Goal of the exercise: Images are to be omitted, and the rest of the records reproduced exactly.

+===+

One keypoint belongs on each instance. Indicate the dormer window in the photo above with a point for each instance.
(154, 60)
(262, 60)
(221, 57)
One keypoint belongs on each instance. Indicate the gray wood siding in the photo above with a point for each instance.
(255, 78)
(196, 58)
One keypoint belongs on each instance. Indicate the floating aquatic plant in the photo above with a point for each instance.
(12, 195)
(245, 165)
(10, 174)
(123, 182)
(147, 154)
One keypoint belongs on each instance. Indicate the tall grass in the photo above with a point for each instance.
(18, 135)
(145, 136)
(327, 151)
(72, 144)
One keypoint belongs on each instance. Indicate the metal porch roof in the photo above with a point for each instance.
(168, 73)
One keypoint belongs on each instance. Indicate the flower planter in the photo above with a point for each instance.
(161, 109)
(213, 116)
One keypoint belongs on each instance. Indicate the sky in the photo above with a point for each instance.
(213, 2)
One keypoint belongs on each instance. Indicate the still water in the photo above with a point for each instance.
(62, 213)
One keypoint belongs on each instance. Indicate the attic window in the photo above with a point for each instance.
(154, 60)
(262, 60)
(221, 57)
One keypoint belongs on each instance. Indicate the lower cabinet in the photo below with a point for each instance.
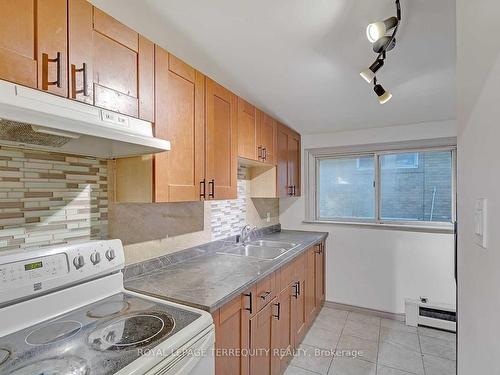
(257, 331)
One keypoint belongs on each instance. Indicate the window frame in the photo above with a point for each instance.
(314, 156)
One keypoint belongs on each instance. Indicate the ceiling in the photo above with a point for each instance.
(299, 60)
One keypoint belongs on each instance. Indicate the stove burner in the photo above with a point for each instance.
(108, 308)
(55, 366)
(4, 355)
(132, 331)
(54, 332)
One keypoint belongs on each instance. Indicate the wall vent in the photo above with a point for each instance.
(431, 314)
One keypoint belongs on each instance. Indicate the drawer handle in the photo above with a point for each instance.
(265, 295)
(45, 71)
(278, 305)
(84, 89)
(296, 290)
(250, 307)
(203, 187)
(211, 192)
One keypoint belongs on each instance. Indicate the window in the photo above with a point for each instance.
(400, 187)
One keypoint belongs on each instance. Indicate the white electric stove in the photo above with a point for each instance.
(64, 310)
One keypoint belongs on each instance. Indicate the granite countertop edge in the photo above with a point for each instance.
(301, 247)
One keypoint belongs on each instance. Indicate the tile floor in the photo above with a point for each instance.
(372, 346)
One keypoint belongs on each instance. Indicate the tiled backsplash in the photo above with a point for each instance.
(48, 198)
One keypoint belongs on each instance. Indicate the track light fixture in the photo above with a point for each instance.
(382, 43)
(369, 74)
(383, 95)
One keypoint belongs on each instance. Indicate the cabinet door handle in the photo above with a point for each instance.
(278, 305)
(203, 186)
(84, 89)
(45, 71)
(296, 290)
(211, 192)
(250, 307)
(319, 249)
(265, 295)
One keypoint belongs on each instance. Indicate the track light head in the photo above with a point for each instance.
(384, 44)
(383, 95)
(369, 74)
(377, 30)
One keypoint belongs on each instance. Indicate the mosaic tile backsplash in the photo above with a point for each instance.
(48, 198)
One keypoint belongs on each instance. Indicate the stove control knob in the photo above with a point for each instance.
(79, 262)
(110, 254)
(95, 258)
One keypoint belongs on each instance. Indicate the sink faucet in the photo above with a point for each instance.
(246, 232)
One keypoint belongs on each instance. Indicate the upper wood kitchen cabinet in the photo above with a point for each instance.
(33, 44)
(266, 131)
(111, 65)
(288, 161)
(232, 334)
(247, 131)
(256, 133)
(180, 111)
(221, 141)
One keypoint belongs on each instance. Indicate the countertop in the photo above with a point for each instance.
(209, 280)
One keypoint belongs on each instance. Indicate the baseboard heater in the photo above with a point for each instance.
(427, 313)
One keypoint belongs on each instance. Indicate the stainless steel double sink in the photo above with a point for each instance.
(260, 249)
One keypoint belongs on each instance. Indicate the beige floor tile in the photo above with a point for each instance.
(439, 366)
(322, 338)
(396, 324)
(352, 366)
(367, 349)
(392, 355)
(365, 318)
(436, 333)
(362, 330)
(292, 370)
(308, 358)
(383, 370)
(438, 347)
(405, 340)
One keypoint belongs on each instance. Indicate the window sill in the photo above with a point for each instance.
(448, 229)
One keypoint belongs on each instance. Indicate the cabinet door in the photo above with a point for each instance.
(320, 274)
(232, 333)
(52, 42)
(80, 34)
(294, 163)
(267, 138)
(284, 336)
(299, 315)
(179, 106)
(310, 291)
(263, 330)
(123, 68)
(221, 141)
(18, 62)
(282, 162)
(247, 131)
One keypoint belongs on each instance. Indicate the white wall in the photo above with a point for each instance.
(379, 268)
(478, 83)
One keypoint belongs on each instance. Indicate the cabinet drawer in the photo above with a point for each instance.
(287, 275)
(265, 291)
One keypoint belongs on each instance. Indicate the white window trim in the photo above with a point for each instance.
(312, 157)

+===+

Answer to this task:
One keypoint belongs on each instance. Indicate the dormer window in the photo above with a point for each instance.
(154, 60)
(262, 60)
(221, 57)
One keypoint belongs on each instance. Indicate the gray wood siding in the photo above with a point for each instance.
(255, 78)
(196, 58)
One keypoint belongs on each instance. Indicate the floating aquatic plant in the photo above with a point for each instance.
(12, 195)
(245, 165)
(10, 174)
(123, 182)
(147, 154)
One keypoint belongs on each instance. Indicate the tall grass in the photo above with a point for each instance.
(18, 135)
(145, 136)
(327, 151)
(72, 144)
One keypoint belongs on each instance. Indicate the metal porch roof in the photo above with a point for each instance.
(168, 73)
One keypoint belongs on each instance. Indicate the flower planter in the photo above with a point for each instance.
(161, 109)
(213, 116)
One keypoint belongs on each instance. Indicate the sky in the photo above with a point for each instance.
(213, 2)
One keypoint belongs on each instance. Indicate the still water in the photo above with a point for each instance.
(62, 213)
One keypoint belongs on each instance. Indicate the attic window in the photo above with a point for each instance.
(154, 60)
(262, 60)
(221, 57)
One keypoint belongs on each instance. Indicate the lower cabinet in the photo below with a point for each instance.
(257, 331)
One keypoint belongs on each instance. Indicate the window frame in the photo above with a point for each instance.
(314, 156)
One keypoint belongs on each instance. Indicate the ceiling in the photo above with a point for each instance.
(299, 60)
One keypoint belongs on each instance. Indicate the stove burner in the photo above with a point for each instance.
(108, 308)
(55, 366)
(4, 355)
(132, 331)
(54, 332)
One keypoint belongs on each instance. Indicate the wall vent in the photo above with a point for each instance.
(431, 314)
One keypoint belongs on each instance. Indicate the drawer handle in the photo above with a point for each instance.
(265, 295)
(45, 71)
(278, 305)
(84, 89)
(296, 290)
(250, 307)
(203, 187)
(211, 192)
One keypoint belongs on each instance. Indicate the window in the photo above with a point for each instance.
(400, 187)
One keypoint belongs on each instance. Indicate the white electric stove in the photo above with a point for each instance.
(64, 310)
One keypoint belongs on each instance. Indicate the granite countertop edge in the photo above with a point for each instance.
(301, 247)
One keypoint belongs on each instance. Indicate the tile floor in the photo above with a point for each instance.
(372, 346)
One keypoint belongs on each instance. Indicate the tiled backsplash in the photo above with a point for each instance.
(48, 198)
One keypoint belongs on each instance. Indicate the track light fixture in the photo above with a point for each instance.
(382, 43)
(369, 74)
(383, 95)
One keypoint belongs on each instance. Indicate the cabinet door handle in the photo above with a point for each instance.
(278, 305)
(203, 186)
(84, 89)
(45, 71)
(296, 290)
(211, 192)
(250, 307)
(319, 249)
(265, 295)
One keypoint belongs on each instance. Indicate the track light head in the photo above with a point for each instance.
(384, 44)
(383, 95)
(369, 74)
(377, 30)
One keypoint belongs on each instance. Indicate the mosaic tile backsplash in the photo above with a point for each instance.
(48, 198)
One keypoint belongs on each instance. Indicate the stove control knob in the photo above with a point for each instance.
(79, 262)
(110, 254)
(95, 258)
One keypoint belongs on each instance. Indicate the sink faucet in the photo above with a point for each instance.
(246, 232)
One keypoint belongs on each instance. Indicate the upper wood kitchen cabinet in the photo above with a point for each instance.
(33, 44)
(266, 131)
(111, 65)
(288, 161)
(232, 334)
(247, 131)
(256, 133)
(180, 111)
(221, 141)
One keypoint belongs on each instance. Indicate the countertop in the photo above with a point for each instance.
(209, 280)
One keypoint belongs on each instance. Indicate the baseboard heater in the photo above with a point for each instance.
(427, 313)
One keypoint belongs on each instance. Indicate the stainless steel double sink in the photo above with a point for each instance.
(260, 249)
One keypoint belongs on each instance. Indicate the beige floor tile in the photo above with a point for each instance.
(439, 366)
(322, 338)
(396, 324)
(352, 366)
(367, 349)
(392, 355)
(365, 318)
(436, 333)
(362, 330)
(292, 370)
(308, 358)
(383, 370)
(438, 347)
(405, 340)
One keypoint belongs on each instance. Indicate the window sill in the photo above with a point for each instance.
(448, 229)
One keypoint belongs on each instance. Indicate the cabinet door in the photo above with a point for each instance.
(320, 274)
(232, 333)
(52, 42)
(80, 34)
(294, 163)
(267, 138)
(284, 336)
(299, 315)
(179, 106)
(310, 291)
(263, 330)
(123, 68)
(221, 141)
(18, 62)
(282, 162)
(247, 131)
One keypoint belongs on each instance. Indicate the white wall in the photo above with a point for each instance.
(379, 268)
(478, 83)
One keypoint belongs on each instance. Indicate the cabinet drawer in the photo above with a point for each instance.
(287, 275)
(265, 291)
One keypoint belongs on each instance. Indicate the white window trim in the photo above with a point for each instance.
(312, 157)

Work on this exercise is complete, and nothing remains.